[DIRECTIVE] Everything from the line containing "crumpled hood in the photo above." through the last line of the records must be returned verbatim, and nothing outside that range.

Part of a data file
** Begin **
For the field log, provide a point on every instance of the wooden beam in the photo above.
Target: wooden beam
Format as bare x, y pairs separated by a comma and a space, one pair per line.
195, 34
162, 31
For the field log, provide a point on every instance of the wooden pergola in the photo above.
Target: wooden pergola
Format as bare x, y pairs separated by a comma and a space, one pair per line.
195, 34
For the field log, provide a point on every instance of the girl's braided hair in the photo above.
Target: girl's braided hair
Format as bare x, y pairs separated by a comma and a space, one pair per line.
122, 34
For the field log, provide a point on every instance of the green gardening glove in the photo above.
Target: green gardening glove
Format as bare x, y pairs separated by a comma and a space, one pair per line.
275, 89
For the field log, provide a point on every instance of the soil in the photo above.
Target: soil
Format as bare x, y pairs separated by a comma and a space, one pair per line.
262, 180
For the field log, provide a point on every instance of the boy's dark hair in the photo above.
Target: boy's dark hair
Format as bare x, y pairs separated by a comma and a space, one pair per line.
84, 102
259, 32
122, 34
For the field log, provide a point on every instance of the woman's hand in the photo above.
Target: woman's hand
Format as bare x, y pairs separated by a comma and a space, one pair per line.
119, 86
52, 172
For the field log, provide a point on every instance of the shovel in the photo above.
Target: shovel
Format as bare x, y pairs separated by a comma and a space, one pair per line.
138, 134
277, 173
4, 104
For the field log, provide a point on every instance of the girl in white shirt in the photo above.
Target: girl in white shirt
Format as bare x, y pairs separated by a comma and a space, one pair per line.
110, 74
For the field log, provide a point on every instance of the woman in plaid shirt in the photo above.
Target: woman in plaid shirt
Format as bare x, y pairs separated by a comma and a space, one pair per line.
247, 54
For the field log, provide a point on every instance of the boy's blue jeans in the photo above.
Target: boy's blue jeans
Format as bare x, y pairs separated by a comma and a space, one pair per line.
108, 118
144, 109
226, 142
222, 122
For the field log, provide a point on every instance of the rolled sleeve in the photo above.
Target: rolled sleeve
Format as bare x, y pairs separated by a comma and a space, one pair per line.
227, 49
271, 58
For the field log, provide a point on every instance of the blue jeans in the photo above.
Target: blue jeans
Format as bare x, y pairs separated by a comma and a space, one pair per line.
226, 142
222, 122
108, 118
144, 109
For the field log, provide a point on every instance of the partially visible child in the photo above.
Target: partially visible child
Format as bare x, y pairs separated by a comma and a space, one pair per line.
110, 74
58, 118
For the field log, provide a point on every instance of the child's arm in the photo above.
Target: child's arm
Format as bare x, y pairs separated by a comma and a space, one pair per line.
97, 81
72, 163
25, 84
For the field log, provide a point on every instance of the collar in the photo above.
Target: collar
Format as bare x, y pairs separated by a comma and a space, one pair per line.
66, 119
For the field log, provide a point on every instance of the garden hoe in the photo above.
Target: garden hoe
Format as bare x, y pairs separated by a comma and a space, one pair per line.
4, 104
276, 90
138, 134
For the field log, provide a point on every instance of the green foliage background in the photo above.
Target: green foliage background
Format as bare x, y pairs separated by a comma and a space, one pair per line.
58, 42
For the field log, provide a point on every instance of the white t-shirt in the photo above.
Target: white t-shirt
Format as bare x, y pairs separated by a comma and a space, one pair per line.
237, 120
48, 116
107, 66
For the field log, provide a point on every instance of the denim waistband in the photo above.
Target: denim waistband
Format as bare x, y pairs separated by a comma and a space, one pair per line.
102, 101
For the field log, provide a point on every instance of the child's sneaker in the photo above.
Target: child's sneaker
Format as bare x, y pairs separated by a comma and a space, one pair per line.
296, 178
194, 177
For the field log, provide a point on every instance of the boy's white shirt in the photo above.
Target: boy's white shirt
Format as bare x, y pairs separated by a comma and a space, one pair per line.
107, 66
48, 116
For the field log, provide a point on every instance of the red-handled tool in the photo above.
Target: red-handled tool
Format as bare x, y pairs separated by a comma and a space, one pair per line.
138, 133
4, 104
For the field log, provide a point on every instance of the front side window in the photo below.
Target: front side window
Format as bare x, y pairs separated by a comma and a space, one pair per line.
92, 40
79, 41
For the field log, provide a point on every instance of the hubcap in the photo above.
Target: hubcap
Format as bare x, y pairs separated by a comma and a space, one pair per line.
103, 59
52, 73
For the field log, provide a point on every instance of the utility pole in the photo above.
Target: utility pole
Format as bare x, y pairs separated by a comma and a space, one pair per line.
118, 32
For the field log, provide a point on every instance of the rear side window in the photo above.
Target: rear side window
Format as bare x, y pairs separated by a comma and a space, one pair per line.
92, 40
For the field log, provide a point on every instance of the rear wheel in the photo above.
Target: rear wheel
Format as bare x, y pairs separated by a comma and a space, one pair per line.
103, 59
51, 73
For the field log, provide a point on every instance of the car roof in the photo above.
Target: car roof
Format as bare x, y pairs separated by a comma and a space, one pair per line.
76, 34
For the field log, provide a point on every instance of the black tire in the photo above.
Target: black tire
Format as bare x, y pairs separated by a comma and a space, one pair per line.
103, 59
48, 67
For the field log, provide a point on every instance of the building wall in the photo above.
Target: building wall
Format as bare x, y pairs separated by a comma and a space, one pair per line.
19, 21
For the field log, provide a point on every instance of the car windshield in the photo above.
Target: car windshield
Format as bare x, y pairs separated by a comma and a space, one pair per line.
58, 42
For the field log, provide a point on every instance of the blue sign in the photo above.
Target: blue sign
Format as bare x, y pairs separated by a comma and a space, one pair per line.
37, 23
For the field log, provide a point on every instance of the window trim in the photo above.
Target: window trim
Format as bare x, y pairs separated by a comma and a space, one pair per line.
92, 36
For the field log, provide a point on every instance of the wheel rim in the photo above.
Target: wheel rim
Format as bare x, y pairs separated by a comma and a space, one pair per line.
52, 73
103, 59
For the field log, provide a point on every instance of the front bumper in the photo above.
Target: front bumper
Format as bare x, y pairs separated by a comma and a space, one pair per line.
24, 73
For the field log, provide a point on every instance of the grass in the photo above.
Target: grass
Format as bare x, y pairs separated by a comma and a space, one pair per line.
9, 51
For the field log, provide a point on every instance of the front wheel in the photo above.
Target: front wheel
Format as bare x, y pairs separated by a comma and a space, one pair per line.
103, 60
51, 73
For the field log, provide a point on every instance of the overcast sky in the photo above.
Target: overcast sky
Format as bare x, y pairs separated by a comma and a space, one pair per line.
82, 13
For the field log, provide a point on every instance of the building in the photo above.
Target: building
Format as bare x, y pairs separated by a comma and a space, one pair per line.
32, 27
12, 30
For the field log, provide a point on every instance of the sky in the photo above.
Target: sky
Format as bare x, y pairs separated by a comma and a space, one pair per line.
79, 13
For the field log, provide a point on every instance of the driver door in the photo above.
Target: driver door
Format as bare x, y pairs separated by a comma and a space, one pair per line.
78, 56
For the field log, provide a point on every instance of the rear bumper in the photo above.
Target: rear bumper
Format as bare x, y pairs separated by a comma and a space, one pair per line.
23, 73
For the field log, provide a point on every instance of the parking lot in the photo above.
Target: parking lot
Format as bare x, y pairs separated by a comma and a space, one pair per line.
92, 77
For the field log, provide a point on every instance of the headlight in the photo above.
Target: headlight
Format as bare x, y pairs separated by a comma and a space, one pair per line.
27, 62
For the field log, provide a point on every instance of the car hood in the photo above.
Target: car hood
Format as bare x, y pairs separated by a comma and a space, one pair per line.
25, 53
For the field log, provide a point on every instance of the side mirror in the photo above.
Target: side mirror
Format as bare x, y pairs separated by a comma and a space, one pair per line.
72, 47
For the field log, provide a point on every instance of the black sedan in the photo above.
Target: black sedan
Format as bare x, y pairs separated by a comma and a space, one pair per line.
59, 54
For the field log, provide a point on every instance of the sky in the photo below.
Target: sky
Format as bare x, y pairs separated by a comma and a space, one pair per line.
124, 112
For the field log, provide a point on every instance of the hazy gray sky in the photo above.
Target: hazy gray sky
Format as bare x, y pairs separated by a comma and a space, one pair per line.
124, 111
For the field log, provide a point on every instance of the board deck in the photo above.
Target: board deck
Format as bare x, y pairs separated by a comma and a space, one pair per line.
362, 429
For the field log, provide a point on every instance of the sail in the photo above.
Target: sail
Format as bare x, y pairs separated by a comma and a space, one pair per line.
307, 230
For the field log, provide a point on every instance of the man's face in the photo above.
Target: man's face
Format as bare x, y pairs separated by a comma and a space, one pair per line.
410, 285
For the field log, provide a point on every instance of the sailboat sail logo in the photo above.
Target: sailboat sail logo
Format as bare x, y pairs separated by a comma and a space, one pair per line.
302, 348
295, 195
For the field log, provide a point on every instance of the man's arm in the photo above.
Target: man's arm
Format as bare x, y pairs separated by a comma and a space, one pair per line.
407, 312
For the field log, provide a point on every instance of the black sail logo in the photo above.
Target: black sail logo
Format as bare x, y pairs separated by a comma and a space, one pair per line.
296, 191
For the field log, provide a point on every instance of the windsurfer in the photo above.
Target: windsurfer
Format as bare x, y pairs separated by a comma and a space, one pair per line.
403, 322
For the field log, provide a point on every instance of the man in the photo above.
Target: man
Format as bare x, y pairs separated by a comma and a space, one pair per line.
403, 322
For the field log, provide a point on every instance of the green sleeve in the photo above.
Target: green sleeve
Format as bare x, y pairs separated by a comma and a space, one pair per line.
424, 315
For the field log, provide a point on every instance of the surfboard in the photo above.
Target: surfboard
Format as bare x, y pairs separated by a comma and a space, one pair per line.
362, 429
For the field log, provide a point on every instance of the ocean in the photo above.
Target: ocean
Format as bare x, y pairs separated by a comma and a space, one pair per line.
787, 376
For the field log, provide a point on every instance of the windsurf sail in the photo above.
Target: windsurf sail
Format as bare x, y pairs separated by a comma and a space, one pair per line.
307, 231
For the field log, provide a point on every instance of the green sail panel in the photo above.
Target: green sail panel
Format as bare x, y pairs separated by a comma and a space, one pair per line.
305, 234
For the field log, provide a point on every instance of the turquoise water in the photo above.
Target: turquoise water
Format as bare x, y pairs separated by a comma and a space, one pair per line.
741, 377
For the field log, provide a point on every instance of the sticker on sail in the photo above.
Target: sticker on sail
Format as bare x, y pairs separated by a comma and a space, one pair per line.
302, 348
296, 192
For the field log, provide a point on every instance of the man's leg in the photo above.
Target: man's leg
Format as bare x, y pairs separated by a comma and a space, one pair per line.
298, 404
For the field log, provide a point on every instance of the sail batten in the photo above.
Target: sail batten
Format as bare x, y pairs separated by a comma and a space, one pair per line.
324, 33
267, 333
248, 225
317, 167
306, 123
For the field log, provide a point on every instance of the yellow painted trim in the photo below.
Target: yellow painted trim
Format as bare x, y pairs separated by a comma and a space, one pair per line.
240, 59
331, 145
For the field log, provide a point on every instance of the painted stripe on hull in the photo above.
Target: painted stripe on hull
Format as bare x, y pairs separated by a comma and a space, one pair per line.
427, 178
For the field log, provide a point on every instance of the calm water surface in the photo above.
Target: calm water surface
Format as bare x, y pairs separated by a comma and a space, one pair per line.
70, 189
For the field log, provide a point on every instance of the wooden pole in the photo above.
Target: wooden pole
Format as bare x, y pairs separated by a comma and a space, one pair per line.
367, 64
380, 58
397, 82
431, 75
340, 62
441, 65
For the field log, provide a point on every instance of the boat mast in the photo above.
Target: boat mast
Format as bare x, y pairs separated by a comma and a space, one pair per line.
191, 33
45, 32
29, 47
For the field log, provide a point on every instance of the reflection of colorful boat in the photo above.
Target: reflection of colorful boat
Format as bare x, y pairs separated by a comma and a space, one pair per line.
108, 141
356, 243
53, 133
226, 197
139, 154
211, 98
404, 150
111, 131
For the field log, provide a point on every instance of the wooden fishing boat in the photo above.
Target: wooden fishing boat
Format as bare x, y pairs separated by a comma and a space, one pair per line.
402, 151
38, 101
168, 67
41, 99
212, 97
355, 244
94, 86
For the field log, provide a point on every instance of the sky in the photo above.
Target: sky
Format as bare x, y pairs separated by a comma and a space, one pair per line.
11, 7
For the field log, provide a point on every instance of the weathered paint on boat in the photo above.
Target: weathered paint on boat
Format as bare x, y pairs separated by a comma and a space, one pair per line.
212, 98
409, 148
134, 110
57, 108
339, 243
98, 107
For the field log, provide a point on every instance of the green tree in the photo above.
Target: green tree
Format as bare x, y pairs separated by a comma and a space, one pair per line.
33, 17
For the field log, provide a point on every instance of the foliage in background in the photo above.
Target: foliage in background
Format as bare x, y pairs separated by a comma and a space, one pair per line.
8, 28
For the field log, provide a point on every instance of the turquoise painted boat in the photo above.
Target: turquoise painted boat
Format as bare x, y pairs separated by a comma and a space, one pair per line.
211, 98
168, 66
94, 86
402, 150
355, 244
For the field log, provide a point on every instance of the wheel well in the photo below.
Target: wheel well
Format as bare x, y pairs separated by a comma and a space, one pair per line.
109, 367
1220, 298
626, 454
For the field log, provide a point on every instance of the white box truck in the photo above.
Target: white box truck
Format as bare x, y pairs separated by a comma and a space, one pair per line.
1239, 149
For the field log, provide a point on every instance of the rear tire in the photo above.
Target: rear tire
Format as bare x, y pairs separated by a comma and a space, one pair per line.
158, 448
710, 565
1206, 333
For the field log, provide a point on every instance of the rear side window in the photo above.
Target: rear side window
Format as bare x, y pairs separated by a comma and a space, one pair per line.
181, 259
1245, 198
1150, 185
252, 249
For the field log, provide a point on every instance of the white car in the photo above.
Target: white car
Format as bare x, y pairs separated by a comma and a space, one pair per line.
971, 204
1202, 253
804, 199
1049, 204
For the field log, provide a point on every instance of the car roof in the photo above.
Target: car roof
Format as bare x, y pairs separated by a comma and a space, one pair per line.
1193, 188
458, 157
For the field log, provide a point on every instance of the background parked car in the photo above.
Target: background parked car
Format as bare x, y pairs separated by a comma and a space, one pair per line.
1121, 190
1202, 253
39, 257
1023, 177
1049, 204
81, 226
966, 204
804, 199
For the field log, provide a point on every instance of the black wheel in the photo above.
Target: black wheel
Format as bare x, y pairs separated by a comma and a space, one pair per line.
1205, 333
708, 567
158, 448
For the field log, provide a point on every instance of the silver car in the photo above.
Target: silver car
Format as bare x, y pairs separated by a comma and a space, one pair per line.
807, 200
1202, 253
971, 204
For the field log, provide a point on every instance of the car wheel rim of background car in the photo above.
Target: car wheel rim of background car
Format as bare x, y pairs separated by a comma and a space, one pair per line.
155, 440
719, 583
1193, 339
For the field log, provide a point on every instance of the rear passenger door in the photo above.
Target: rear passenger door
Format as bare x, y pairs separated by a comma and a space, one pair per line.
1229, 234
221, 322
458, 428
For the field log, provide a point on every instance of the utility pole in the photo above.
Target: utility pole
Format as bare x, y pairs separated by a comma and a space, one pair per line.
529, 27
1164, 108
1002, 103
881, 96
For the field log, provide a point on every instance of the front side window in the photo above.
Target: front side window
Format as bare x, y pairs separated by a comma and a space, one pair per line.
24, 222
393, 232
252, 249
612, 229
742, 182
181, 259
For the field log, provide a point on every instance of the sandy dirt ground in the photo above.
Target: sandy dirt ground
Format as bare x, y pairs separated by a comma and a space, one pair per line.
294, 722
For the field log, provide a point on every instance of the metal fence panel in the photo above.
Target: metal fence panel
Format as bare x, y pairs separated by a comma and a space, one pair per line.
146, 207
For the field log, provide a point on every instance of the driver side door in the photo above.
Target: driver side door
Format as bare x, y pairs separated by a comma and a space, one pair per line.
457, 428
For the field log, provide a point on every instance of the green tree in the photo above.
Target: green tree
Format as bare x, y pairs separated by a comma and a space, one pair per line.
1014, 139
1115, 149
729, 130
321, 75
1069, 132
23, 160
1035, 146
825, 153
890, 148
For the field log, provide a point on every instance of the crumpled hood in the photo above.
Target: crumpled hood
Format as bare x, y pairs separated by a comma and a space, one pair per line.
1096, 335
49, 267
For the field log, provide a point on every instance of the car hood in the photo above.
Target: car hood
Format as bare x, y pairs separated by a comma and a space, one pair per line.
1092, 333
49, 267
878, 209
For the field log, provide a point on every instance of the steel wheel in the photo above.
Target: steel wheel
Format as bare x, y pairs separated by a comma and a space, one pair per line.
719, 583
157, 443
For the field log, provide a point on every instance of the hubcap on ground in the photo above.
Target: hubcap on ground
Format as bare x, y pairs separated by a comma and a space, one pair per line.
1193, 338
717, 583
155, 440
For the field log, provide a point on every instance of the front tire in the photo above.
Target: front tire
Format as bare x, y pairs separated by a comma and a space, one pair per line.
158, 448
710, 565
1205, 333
** End **
[ANSWER TO THE PROBLEM]
For the field log, provide a point on every instance of the crumpled hood in the photo above.
Target: crumpled hood
Format as bare x, y pairs separated by a comma and a space, one pair per line.
1096, 335
49, 267
For the field log, provide a point on every instance of the car hood in the photo above.
Target: car hood
Format as bare x, y pairs separated by a comma and a space, one pair per line.
1092, 333
49, 267
878, 209
For the field log, provide a point on every instance of the steel wheel in the photo above.
Target: steel wheel
Format as bare x, y pairs separated by a comma and a space, one pair per line.
719, 583
157, 443
For the field log, provide a point on every instance of the hubcap on ground in the photo above.
Target: hubcap on ground
Format as bare x, y pairs separated by a comma and a space, one pair per line.
1193, 338
717, 583
155, 440
For the field log, provide a point on every instance of the front tire in the photo above.
Target: front tire
Format as bare x, y pairs separated by a comma and a space, one pair per line.
158, 448
710, 565
1205, 333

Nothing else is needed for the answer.